** What you are asked to do **
For each entry that follows, produce an exact copy.
• • •
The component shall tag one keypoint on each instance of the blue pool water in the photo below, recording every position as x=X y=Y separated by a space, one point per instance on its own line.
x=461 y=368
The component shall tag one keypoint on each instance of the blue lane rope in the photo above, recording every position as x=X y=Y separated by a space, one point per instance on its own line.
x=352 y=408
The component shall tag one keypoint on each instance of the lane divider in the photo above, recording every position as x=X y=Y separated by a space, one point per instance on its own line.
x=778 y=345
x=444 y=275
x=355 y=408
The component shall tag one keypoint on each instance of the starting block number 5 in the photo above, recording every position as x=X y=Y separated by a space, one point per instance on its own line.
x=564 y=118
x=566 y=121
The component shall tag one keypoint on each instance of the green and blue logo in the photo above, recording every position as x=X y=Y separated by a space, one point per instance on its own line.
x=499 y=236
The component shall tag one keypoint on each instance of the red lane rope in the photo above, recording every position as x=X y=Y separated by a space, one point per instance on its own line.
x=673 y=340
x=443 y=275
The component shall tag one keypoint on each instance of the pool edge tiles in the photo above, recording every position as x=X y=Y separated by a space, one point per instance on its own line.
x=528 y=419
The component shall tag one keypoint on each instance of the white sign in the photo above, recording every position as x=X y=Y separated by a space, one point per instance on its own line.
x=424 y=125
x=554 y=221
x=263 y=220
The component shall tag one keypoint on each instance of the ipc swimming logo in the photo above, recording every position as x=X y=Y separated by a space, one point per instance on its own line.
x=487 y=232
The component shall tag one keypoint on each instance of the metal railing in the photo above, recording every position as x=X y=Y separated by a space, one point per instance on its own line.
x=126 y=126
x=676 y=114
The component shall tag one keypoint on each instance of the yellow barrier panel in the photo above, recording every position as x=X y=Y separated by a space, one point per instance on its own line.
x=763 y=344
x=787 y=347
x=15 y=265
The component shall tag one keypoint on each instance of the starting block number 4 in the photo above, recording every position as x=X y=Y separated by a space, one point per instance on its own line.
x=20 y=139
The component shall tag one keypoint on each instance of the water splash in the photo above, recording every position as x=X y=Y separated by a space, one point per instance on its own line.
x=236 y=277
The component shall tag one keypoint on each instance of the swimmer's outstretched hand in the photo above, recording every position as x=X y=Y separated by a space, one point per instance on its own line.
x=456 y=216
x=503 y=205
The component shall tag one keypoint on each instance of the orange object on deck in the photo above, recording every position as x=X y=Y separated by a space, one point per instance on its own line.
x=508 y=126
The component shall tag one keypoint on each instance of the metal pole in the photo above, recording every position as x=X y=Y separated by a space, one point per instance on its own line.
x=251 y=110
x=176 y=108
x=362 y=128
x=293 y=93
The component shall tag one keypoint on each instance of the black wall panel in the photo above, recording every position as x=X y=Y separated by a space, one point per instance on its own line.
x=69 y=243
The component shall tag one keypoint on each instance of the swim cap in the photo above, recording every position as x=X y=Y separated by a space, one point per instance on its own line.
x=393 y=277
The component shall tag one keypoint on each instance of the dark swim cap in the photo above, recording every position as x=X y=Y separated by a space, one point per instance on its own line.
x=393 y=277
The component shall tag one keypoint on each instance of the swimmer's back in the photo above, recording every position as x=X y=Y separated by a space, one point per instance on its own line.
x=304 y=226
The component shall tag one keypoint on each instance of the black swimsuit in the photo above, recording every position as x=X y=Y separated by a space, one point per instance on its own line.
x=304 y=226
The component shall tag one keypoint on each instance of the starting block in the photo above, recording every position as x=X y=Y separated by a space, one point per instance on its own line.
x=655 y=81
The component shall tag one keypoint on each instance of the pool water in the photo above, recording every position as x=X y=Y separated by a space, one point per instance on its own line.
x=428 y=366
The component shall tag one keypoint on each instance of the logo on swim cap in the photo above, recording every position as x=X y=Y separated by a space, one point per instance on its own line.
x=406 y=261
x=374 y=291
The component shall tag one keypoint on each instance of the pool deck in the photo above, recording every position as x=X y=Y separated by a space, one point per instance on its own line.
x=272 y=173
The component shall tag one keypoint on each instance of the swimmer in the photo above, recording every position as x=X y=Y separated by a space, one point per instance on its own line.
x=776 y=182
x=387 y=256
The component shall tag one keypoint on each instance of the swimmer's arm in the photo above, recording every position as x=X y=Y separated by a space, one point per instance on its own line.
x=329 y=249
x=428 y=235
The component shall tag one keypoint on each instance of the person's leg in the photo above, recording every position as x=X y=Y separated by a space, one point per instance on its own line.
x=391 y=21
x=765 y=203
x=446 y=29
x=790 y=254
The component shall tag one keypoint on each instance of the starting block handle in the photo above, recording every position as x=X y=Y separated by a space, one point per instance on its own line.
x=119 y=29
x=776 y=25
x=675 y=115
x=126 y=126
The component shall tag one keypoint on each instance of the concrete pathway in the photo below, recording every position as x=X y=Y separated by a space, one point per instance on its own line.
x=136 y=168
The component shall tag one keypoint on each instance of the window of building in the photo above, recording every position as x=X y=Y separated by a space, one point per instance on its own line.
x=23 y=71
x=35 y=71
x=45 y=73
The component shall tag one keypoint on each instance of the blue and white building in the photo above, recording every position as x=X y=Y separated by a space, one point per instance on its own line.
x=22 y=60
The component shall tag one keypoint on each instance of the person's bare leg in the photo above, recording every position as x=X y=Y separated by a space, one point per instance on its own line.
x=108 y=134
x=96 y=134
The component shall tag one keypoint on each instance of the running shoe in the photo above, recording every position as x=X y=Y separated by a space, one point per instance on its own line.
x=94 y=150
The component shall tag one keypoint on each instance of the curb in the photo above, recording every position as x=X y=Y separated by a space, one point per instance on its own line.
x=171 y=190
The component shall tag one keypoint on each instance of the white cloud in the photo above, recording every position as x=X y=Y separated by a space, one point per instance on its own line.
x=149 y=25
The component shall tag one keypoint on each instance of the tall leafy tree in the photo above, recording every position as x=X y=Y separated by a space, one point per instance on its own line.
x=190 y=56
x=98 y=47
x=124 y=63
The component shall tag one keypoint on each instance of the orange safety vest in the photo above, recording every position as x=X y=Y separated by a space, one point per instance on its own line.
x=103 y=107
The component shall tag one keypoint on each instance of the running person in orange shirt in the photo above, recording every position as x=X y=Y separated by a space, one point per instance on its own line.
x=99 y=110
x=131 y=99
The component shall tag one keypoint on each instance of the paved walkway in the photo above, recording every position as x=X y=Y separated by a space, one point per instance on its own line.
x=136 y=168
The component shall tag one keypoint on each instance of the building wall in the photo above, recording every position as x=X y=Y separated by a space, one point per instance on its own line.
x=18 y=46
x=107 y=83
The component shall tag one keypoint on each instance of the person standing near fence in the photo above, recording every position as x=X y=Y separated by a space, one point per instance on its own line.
• • •
** Result for this task **
The component shall tag one keypoint on each instance of the blue pool water in the photo below, recording every position as x=X y=Y separated by a space, one point per instance on its own line.
x=461 y=368
The component shall tag one keypoint on each instance of the blue lane rope in the photo above, recording every position as x=X y=Y separated by a space, one point per instance on its own line.
x=352 y=408
The component shall tag one keypoint on each instance of the lane divider in the photo above, recording every position as x=X y=Y separated by a space, one point per instance on its own line.
x=778 y=345
x=444 y=275
x=355 y=408
The component shall tag one keypoint on each instance of the starting block number 5 in the photo above, recording every position as x=X y=Y separated by a space, one point per instance on its own line.
x=564 y=118
x=566 y=121
The component shall tag one keypoint on each instance of the green and blue logo in the photo above, recording every position as x=X y=Y separated by a space, one point per instance on its own line.
x=499 y=236
The component shall tag one keypoint on each instance of the red lane rope in the photo above, recording every position as x=X y=Y separated by a space, one point per instance on its own line.
x=673 y=340
x=443 y=275
The component shall tag one keypoint on each instance of the pool edge tiles in the photo above, recording every position as x=X y=Y separated by a space, one point per instance on its own line.
x=528 y=419
The component shall tag one keypoint on each instance of the white sign in the photo above, recording every position as x=X y=Y separated by a space, one point per instance on its own line.
x=424 y=125
x=554 y=221
x=263 y=220
The component shall tag one keypoint on each instance of the ipc swimming logo in the photo above, recording every position as x=X y=Y separated by a space, one point per instance on its own line.
x=487 y=232
The component shall tag one keypoint on each instance of the metal railing in the photo above, recording every position as x=X y=Y separated by a space, one point per instance on its own line.
x=126 y=126
x=676 y=114
The component shall tag one keypoint on each instance of the yellow barrier panel in the photo above, recording every position as x=X y=Y separated by a space, one point per instance on its own line.
x=763 y=344
x=787 y=347
x=15 y=265
The component shall tag one keypoint on each instance of the starting block number 4 in the photo above, recording every position as x=X y=Y separated by a space, one point per instance on its own line.
x=20 y=139
The component shall tag one keypoint on each instance of the water splash in the photo above, recording every position as x=X y=Y separated by a space, one point per instance on its own line.
x=236 y=277
The component shall tag one keypoint on each instance of the swimmer's outstretched hand in the photo above, recording every position as x=X y=Y separated by a space, one point per instance on its own line.
x=456 y=216
x=503 y=205
The component shall tag one keypoint on each instance of the orange object on deck in the photo above, recording every position as x=X y=Y separated by a space, one point per instance on its own line.
x=508 y=126
The component shall tag one keypoint on each instance of the metal pole in the photo above, recording every position as x=X y=Y separated by a space, one point per instance on its own line.
x=251 y=110
x=176 y=108
x=362 y=128
x=293 y=93
The component shall tag one keypoint on each instance of the black wall panel in the photo above, recording every position as x=X y=Y separated by a space, one point per instance on its own line.
x=69 y=243
The component shall tag one keypoint on each instance of the swim cap in the photo above, recording every position as x=X y=Y separated by a space, one point per instance on its own line.
x=393 y=277
The component shall tag one keypoint on each instance of the dark swim cap in the photo above, recording every position as x=X y=Y separated by a space, one point per instance on its own line.
x=393 y=277
The component shall tag one keypoint on each instance of the swimmer's back in the photo above, recording every position as x=X y=Y separated by a space, one point per instance on its own line.
x=304 y=226
The component shall tag one keypoint on each instance of the black swimsuit in the photo above, recording every position as x=X y=Y separated by a space, one point per instance on its own line.
x=304 y=226
The component shall tag one keypoint on each instance of the starting block in the photo above, recording every position as x=X y=Y separated by a space, one point per instance on its own line.
x=655 y=81
The component shall tag one keypoint on each instance of the pool water in the photo above, recording every position as x=X y=Y separated by a space, one point per instance on its own line.
x=428 y=366
The component shall tag one keypoint on each instance of the logo on swim cap in the photo above, recording every position as x=X y=Y separated by a space, one point per instance on its own line.
x=406 y=261
x=374 y=291
The component shall tag one keypoint on each instance of the pool deck in the photo above, recording every position as x=X y=Y separated by a space, one point per instance on its own line.
x=272 y=173
The component shall tag one keypoint on each instance of the swimmer in the photo above, recording every position as x=X y=Y separated by a space, one point per instance on its own line.
x=776 y=182
x=387 y=256
The component shall tag one keypoint on each instance of the swimmer's arm in the photo above, recording every position as x=X y=Y separated by a space, one point per instance on its own line.
x=329 y=249
x=428 y=235
The component shall tag one keypoint on each instance of the person's leg in the photo above, recording every position as x=X y=Y separated by a space, one point per instance on its own line.
x=391 y=21
x=765 y=203
x=446 y=29
x=790 y=254
The component shall tag one keypoint on each instance of the starting block handle in the photo above, recording every position as x=X y=Y separated by a space, one point per instance on its own line.
x=119 y=29
x=776 y=25
x=675 y=115
x=126 y=126
The component shall tag one keypoint on each instance of the concrete pathway in the photo below, recording every position as x=X y=Y separated by a space, one point per instance on its own line.
x=136 y=168
The component shall tag one keypoint on each instance of the window of building in the photo above, recording every position as x=X y=Y separated by a space, one point per instance on its own line.
x=23 y=71
x=35 y=71
x=45 y=73
The component shall tag one keypoint on each instance of the blue and white building in the photo above, recording every position as x=X y=Y separated by a space, one point per instance on its own line.
x=22 y=60
The component shall tag one keypoint on each instance of the person's bare leg in the photo above, recording every position as x=X y=Y separated by a space, one point per instance on its own line.
x=108 y=134
x=96 y=134
The component shall tag one keypoint on each instance of the running shoe in the photo above, recording every position as x=X y=Y separated by a space, one point per instance on its own line.
x=94 y=150
The component shall tag one keypoint on each instance of the curb in the photo above, recording every position as x=X y=Y separated by a space, one point per instance on its own line.
x=171 y=190
The component shall tag one keypoint on each instance of the white cloud in the photo above, recording every position as x=X y=Y separated by a space, one point per instance on its own line.
x=149 y=25
The component shall tag one keypoint on each instance of the tall leafy tree in the photo above, recording every position as x=X y=Y separated by a space, one point per instance on its own line.
x=190 y=56
x=98 y=47
x=124 y=63
The component shall tag one keypoint on each instance of the orange safety vest in the photo above, recording every position as x=X y=Y separated by a space, one point per instance on its own line.
x=103 y=107
The component shall tag one keypoint on each instance of the running person in orange shirt in the photo above, recording every position as x=X y=Y separated by a space, one point per instance on its own line.
x=99 y=110
x=131 y=99
The component shall tag one keypoint on each instance of the paved walkway in the photo above, recording every position as x=X y=Y separated by a space, one point per instance on its own line.
x=136 y=168
The component shall tag one keypoint on each instance of the building wall in the photo above, recording every position as x=X y=Y separated by a space, one point per instance on its own line.
x=18 y=46
x=107 y=83
The component shall tag one keypoint on each instance of the person standing near fence in the photo above, recording every position as x=X y=Y separated by a space, one point per instance on its own line.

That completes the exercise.